Page extract –
<<<<

Former Liberian President Charles Taylor was jailed for 50 years on Wednesday for helping Sierra Leonean rebels commit what a court in The Hague called some of the worst war crimes in history.

Taylor, 64, was the first head of state convicted by an international court since the Nazi trials after World War Two and the sentence set a precedent for the emerging system of international justice.

In an 11-year war that ended in 2002, Sierra Leone's Revolutionary United Front rebels murdered, raped and mutilated their way across Liberia's West African neighbor, helped by Taylor as he profited from a trade in so-called blood diamonds.

"He was found responsible for aiding and abetting some of the most heinous and brutal crimes in recorded history," said the Special Court for Sierra Leone's presiding judge Richard Lussick, emphazising that the world was "entering a new era of accountability."

Although shorter than the 80 years that prosecutors had sought, the sentence set a precedent for an international justice system aimed at deterring future war crimes. The court rejected all the defense's appeals for leniency.

"It is really significant that Taylor's status as a former head of state was taken as an aggravating factor as far as his sentence was concerned," said Geraldine Mattioli-Zeltner of Human Rights Watch.

"That is a very important precedent and I hope that Syria's Bashar al-Assad and Sudan's Omar Hassan al-Bashir take note."

Accused of genocide, Sudan's President Bashir is wanted by the International Criminal Court. The court is soon due to start the trial of Ivory Coast's ex-president, Laurent Gbagbo. President Assad does not currently face charges over the bloody suppression of an uprising.

IMPASSIVE

Dressed in a blue suit and yellow tie, Taylor sat impassively through the roughly 45-minute sentencing.

>>>>

Stated goal 1 – Arrange the records from the line containing "Annotate the track" through the end of the records into a numbered list, leaving out blank lines.

(Rows from a dataset)

<<<<

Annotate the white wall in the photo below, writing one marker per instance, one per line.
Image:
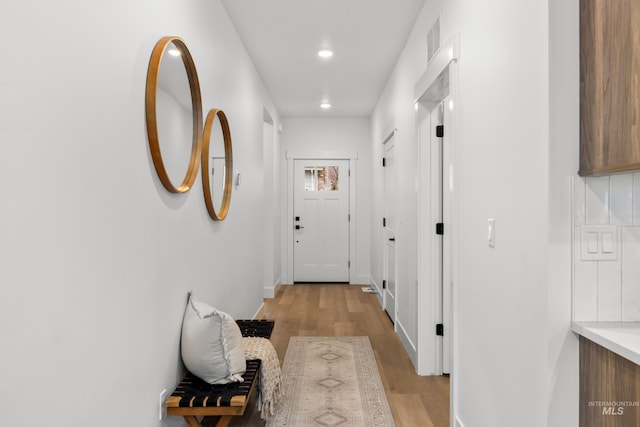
(395, 109)
(331, 135)
(96, 256)
(516, 151)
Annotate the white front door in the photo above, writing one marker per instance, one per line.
(321, 221)
(389, 233)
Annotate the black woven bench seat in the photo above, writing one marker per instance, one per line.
(192, 392)
(256, 328)
(193, 396)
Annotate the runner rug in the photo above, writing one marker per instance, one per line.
(331, 381)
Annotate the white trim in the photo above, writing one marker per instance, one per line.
(270, 291)
(321, 154)
(378, 289)
(441, 76)
(351, 156)
(409, 346)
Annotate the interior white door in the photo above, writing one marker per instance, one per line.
(321, 221)
(446, 250)
(389, 233)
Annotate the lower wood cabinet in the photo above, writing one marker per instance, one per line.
(609, 388)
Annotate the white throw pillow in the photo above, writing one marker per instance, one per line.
(211, 344)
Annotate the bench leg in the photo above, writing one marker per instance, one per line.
(192, 421)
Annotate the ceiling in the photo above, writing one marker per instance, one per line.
(283, 38)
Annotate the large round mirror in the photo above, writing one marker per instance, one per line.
(217, 164)
(174, 114)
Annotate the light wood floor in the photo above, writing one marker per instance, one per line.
(342, 310)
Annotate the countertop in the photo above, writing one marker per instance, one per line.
(622, 338)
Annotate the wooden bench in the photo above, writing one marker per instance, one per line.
(194, 397)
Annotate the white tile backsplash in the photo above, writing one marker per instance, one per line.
(598, 196)
(607, 290)
(631, 274)
(636, 199)
(579, 201)
(621, 187)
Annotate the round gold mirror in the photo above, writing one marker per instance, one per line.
(217, 165)
(174, 114)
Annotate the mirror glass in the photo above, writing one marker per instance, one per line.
(217, 164)
(217, 167)
(174, 114)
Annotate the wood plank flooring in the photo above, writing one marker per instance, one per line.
(343, 310)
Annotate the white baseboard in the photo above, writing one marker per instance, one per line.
(375, 286)
(360, 279)
(269, 292)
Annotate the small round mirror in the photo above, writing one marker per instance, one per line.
(217, 165)
(174, 114)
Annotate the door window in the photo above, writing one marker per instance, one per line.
(321, 178)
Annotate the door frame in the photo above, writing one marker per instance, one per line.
(352, 157)
(389, 138)
(439, 81)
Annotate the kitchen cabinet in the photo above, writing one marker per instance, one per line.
(609, 388)
(609, 86)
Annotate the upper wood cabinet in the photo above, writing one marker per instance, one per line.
(609, 86)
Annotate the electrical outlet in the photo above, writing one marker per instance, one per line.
(162, 410)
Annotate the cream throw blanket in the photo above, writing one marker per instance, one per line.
(270, 381)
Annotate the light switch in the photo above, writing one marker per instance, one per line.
(592, 242)
(491, 233)
(607, 242)
(599, 242)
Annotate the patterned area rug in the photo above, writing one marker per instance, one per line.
(331, 381)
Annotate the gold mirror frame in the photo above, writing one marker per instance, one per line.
(228, 162)
(196, 107)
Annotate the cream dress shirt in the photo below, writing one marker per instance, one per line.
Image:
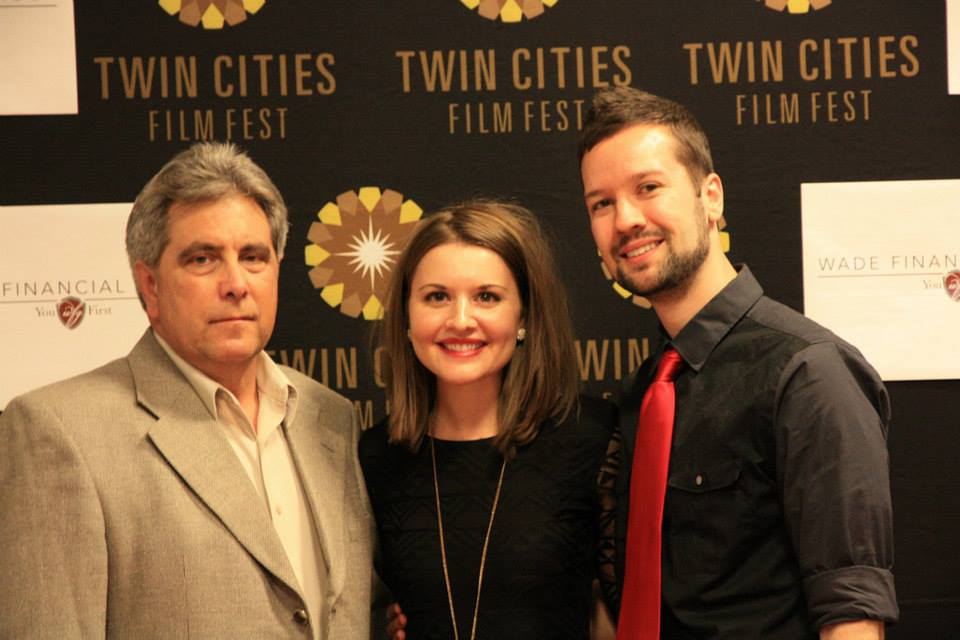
(266, 458)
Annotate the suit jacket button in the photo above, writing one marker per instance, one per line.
(301, 617)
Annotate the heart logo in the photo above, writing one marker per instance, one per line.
(951, 282)
(71, 311)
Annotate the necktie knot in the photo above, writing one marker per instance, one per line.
(669, 367)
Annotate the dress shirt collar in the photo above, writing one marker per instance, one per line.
(697, 340)
(271, 382)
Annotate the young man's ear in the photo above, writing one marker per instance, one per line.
(146, 282)
(711, 195)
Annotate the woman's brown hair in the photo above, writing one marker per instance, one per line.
(540, 381)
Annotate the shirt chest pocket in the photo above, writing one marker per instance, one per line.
(705, 514)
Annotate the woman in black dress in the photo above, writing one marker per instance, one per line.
(482, 479)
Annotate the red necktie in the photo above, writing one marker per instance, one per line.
(640, 603)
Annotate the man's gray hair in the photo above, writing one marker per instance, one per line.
(206, 172)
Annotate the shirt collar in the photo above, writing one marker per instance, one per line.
(697, 340)
(271, 382)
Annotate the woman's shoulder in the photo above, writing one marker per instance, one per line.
(374, 441)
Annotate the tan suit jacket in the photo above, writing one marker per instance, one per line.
(124, 513)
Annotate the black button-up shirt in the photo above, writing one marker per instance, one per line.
(777, 518)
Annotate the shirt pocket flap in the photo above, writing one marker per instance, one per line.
(707, 478)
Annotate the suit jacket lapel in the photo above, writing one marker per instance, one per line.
(188, 439)
(319, 454)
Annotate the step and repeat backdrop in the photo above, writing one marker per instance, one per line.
(835, 126)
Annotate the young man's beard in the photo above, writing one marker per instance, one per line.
(676, 269)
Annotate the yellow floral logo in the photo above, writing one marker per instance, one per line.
(640, 301)
(795, 6)
(212, 14)
(509, 10)
(354, 247)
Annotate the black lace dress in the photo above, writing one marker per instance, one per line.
(543, 548)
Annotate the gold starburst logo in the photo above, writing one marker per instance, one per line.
(212, 14)
(640, 301)
(795, 6)
(509, 10)
(354, 247)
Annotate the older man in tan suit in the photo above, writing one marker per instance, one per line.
(193, 489)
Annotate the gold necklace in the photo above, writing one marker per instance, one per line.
(443, 548)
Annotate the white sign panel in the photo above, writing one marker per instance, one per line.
(67, 299)
(953, 46)
(881, 268)
(38, 60)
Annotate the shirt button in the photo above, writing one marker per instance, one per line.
(300, 617)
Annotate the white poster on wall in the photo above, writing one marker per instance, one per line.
(38, 59)
(67, 299)
(881, 268)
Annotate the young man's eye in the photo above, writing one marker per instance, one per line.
(599, 204)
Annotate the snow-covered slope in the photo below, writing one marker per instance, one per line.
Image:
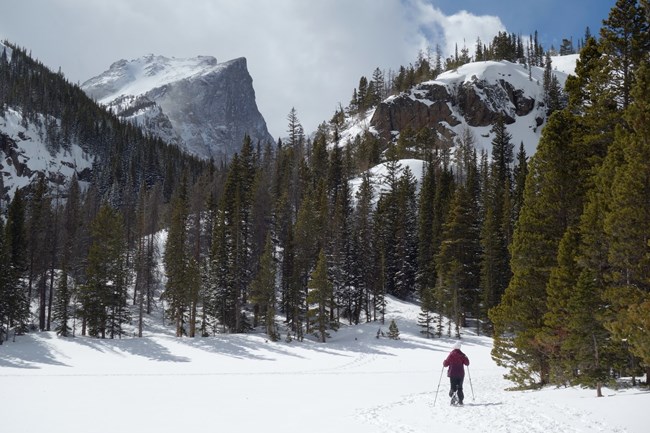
(24, 153)
(199, 104)
(472, 96)
(353, 383)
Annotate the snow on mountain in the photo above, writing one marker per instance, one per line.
(199, 104)
(26, 154)
(471, 96)
(355, 382)
(6, 49)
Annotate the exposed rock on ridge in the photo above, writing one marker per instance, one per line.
(198, 104)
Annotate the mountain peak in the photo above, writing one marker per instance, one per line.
(197, 103)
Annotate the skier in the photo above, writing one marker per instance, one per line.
(456, 373)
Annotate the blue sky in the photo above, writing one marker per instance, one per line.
(554, 19)
(307, 54)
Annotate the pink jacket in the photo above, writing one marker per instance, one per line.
(455, 362)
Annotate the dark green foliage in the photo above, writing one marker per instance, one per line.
(551, 204)
(393, 331)
(319, 299)
(104, 294)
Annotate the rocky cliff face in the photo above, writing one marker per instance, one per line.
(203, 106)
(473, 96)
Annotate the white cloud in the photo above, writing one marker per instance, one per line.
(307, 54)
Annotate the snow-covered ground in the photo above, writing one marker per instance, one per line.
(353, 383)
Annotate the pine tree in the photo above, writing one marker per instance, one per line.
(319, 299)
(263, 297)
(62, 305)
(365, 245)
(551, 204)
(393, 331)
(458, 260)
(177, 262)
(627, 223)
(17, 300)
(625, 36)
(104, 294)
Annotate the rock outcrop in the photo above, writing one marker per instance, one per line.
(203, 106)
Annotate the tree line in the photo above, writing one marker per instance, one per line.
(577, 306)
(550, 255)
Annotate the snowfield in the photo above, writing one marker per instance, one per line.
(353, 383)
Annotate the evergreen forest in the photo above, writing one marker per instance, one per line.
(549, 253)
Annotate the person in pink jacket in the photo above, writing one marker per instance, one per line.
(456, 372)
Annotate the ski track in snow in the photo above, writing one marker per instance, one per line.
(370, 385)
(507, 412)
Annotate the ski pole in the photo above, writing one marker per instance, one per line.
(470, 382)
(437, 389)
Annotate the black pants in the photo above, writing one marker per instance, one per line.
(457, 385)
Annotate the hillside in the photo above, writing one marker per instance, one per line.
(354, 383)
(471, 96)
(202, 106)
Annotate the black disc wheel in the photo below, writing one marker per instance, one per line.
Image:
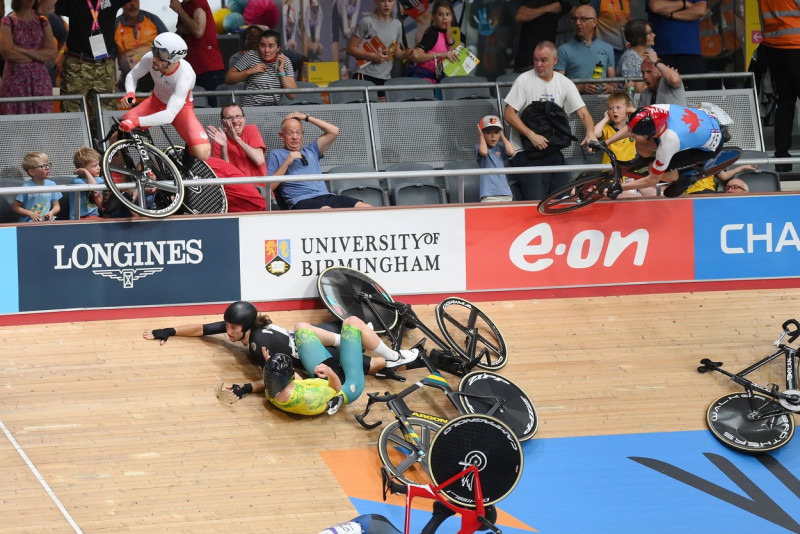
(158, 187)
(575, 195)
(483, 392)
(751, 423)
(484, 442)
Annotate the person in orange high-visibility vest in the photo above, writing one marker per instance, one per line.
(780, 22)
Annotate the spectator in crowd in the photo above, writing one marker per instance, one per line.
(89, 67)
(313, 31)
(618, 105)
(539, 22)
(134, 32)
(492, 151)
(709, 183)
(27, 44)
(196, 25)
(677, 25)
(241, 197)
(296, 159)
(376, 43)
(612, 15)
(663, 83)
(34, 206)
(582, 56)
(344, 16)
(264, 69)
(87, 169)
(436, 45)
(239, 143)
(780, 21)
(60, 33)
(542, 83)
(640, 37)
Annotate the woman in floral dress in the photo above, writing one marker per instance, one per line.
(27, 44)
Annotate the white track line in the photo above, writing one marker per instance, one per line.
(40, 478)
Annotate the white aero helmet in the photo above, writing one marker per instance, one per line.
(169, 47)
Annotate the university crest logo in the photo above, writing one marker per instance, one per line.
(277, 256)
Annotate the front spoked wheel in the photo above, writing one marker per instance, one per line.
(158, 190)
(577, 194)
(482, 391)
(751, 423)
(461, 322)
(398, 454)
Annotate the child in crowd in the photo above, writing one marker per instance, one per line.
(709, 183)
(376, 42)
(37, 207)
(618, 106)
(492, 152)
(87, 169)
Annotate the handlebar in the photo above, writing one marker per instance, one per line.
(793, 334)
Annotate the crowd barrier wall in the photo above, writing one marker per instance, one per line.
(448, 249)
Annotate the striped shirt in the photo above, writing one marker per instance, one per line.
(262, 81)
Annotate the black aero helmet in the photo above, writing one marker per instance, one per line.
(642, 122)
(243, 313)
(278, 373)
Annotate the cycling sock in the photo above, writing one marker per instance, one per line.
(351, 359)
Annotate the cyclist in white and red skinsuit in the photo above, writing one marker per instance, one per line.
(171, 99)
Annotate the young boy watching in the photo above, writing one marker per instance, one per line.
(87, 169)
(36, 207)
(492, 151)
(618, 105)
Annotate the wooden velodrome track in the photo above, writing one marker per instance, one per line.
(107, 432)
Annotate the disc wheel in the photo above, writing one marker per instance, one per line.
(482, 390)
(339, 288)
(157, 193)
(751, 423)
(484, 442)
(577, 194)
(460, 322)
(400, 457)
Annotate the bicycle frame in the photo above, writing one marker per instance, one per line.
(405, 315)
(401, 411)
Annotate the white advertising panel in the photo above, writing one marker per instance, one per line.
(406, 251)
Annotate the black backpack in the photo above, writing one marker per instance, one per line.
(549, 120)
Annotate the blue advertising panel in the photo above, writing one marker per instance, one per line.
(747, 237)
(9, 288)
(128, 264)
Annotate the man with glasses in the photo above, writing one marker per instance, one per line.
(171, 100)
(586, 56)
(239, 143)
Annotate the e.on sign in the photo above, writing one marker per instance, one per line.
(607, 243)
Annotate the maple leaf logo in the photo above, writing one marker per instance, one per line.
(691, 119)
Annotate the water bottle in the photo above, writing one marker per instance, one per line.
(351, 527)
(597, 73)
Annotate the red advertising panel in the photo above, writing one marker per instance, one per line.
(607, 243)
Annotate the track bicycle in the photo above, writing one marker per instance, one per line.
(475, 462)
(471, 338)
(404, 445)
(760, 418)
(157, 177)
(591, 186)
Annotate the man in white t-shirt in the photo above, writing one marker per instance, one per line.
(542, 83)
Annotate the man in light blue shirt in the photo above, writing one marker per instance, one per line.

>>>>

Stated goal 2 – In the report on Charles Taylor's sentencing, rewrite the stretch from "Former Liberian President" through "of international justice." with "Nazi trials" swapped for "Nuremberg trials".

Correct answer 1 –
1. Annotate the track bicycle in the photo above, writing one marker per instance, one per line.
2. (475, 462)
3. (471, 338)
4. (404, 445)
5. (760, 418)
6. (157, 177)
7. (591, 186)
8. Annotate the man in white t-shirt in the photo above, writing one marker per instance, one per line.
9. (542, 83)
10. Annotate the man in light blue shirt in the photo above, writing one marker per instance, one per line.

Correct answer 2 –
Former Liberian President Charles Taylor was jailed for 50 years on Wednesday for helping Sierra Leonean rebels commit what a court in The Hague called some of the worst war crimes in history.

Taylor, 64, was the first head of state convicted by an international court since the Nuremberg trials after World War Two and the sentence set a precedent for the emerging system of international justice.